§ SOURCE RECORDS:
-- -- --

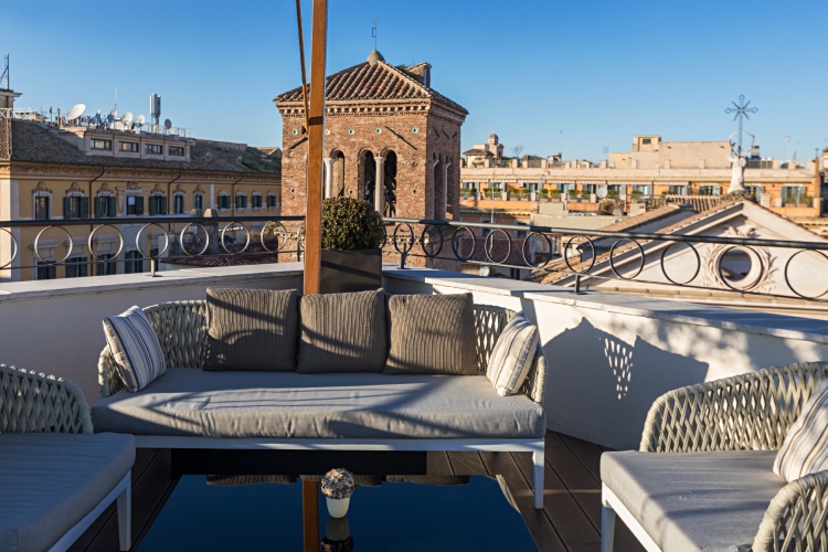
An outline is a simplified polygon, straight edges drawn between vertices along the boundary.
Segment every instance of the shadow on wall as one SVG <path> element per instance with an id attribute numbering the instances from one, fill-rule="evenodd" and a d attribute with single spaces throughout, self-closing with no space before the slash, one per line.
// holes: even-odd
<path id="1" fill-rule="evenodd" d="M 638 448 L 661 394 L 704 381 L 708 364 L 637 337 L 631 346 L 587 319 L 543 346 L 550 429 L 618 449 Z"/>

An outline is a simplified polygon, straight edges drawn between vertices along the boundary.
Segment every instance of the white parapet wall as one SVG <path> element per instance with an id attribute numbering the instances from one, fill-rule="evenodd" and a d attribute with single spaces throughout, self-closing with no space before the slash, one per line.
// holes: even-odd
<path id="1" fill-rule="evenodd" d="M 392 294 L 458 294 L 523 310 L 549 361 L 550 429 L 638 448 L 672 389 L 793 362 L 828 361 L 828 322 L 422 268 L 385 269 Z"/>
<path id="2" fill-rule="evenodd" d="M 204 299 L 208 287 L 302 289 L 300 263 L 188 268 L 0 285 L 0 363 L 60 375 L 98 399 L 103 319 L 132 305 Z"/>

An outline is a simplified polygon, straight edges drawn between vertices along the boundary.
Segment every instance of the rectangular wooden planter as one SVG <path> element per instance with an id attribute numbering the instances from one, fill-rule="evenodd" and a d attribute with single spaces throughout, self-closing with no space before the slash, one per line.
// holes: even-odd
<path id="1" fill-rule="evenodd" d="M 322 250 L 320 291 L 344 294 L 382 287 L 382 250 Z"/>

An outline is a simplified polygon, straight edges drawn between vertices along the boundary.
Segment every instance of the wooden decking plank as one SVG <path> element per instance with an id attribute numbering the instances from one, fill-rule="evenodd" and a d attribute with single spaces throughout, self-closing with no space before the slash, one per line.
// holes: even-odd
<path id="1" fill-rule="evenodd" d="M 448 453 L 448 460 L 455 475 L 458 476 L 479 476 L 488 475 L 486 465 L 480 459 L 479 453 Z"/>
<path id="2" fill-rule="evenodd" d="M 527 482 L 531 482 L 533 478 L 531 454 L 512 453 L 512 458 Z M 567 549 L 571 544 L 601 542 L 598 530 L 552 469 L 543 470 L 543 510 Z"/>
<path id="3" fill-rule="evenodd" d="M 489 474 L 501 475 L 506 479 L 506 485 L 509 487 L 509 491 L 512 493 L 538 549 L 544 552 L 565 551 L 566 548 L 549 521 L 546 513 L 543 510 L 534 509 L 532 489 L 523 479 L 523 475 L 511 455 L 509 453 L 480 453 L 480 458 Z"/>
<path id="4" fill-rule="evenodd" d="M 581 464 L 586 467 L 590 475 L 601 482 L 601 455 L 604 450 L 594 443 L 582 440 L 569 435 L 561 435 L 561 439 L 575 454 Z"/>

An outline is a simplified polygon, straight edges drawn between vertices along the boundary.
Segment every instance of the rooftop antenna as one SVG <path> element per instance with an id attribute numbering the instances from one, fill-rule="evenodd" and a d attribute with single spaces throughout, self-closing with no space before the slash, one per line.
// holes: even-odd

-- -- --

§ WRITTEN TASK:
Print the whole listing above again, line for line, leaving out the pictures.

§ ANSWER TO THE PROBLEM:
An outline is a simplified polygon, straight edges drawn between vertices along the boundary.
Segment every instance of the shadow on wall as one SVG <path> element per instance with an id attribute numbering the instances from one, fill-rule="evenodd" and a d attribute with single spaces throughout, self-closing with no space before the slash, one per line.
// holes: even-odd
<path id="1" fill-rule="evenodd" d="M 638 448 L 661 394 L 704 381 L 708 364 L 637 337 L 631 346 L 587 319 L 543 346 L 550 429 L 618 449 Z"/>

An outline is a simplified polygon, straight edges drawn between vertices along the boundary.
Segment every instance of the white parapet wall as one SVG <path> element per instance with an id attribute numbering the instances from one, fill-rule="evenodd" and a d attribute with single spaces throughout, self-closing with no space before the slash, one per line.
// holes: even-odd
<path id="1" fill-rule="evenodd" d="M 392 294 L 458 294 L 523 310 L 549 361 L 550 429 L 638 448 L 672 389 L 793 362 L 828 361 L 828 322 L 422 268 L 385 269 Z"/>
<path id="2" fill-rule="evenodd" d="M 204 299 L 208 287 L 302 289 L 300 263 L 188 268 L 0 285 L 0 363 L 60 375 L 98 399 L 103 319 L 132 305 Z"/>

An outline is a simplified polygon, straight edges drawn between vertices along the boundary.
Segment every instance of the rectangular wooden planter as one SVG <path> element per instance with an id attribute numbering the instances from one, fill-rule="evenodd" and a d attribute with single spaces throughout, self-closing with no space before the slash, one per line.
// holes: even-odd
<path id="1" fill-rule="evenodd" d="M 322 250 L 320 291 L 344 294 L 382 287 L 382 250 Z"/>

An outline is a simplified polygon, straight edges drawn between vertices along the boundary.
Segment every instance of the wooden decking plank as one SVG <path> element per instance with an id attribute numbering the instances from one, fill-rule="evenodd" and a d attribute with single spaces throughout, self-closing with no space before the slash, one per line.
// holes: even-odd
<path id="1" fill-rule="evenodd" d="M 448 453 L 448 460 L 455 475 L 458 476 L 479 476 L 488 475 L 486 465 L 480 459 L 479 453 Z"/>
<path id="2" fill-rule="evenodd" d="M 527 482 L 531 482 L 533 478 L 531 454 L 512 453 L 512 458 Z M 567 549 L 571 544 L 601 542 L 598 530 L 552 469 L 543 470 L 543 510 Z"/>
<path id="3" fill-rule="evenodd" d="M 489 474 L 501 475 L 506 479 L 506 485 L 509 487 L 509 491 L 512 493 L 538 549 L 544 552 L 565 551 L 566 548 L 549 521 L 546 513 L 543 510 L 534 509 L 532 489 L 523 479 L 523 475 L 511 455 L 509 453 L 480 453 L 480 458 Z"/>
<path id="4" fill-rule="evenodd" d="M 581 464 L 586 467 L 590 475 L 601 482 L 601 455 L 604 450 L 594 443 L 582 440 L 569 435 L 561 435 L 561 439 L 575 454 Z"/>

An outline is a simplified polygon, straight edges drawn between vertices along the boundary.
Segment every instance of the rooftop antenna as one SVG <path> element per instance with an id attribute numbering the instances from one, fill-rule="evenodd" and a d attribute with single spaces throughout, self-closing with no space before the slash, one per line.
// holes: even-odd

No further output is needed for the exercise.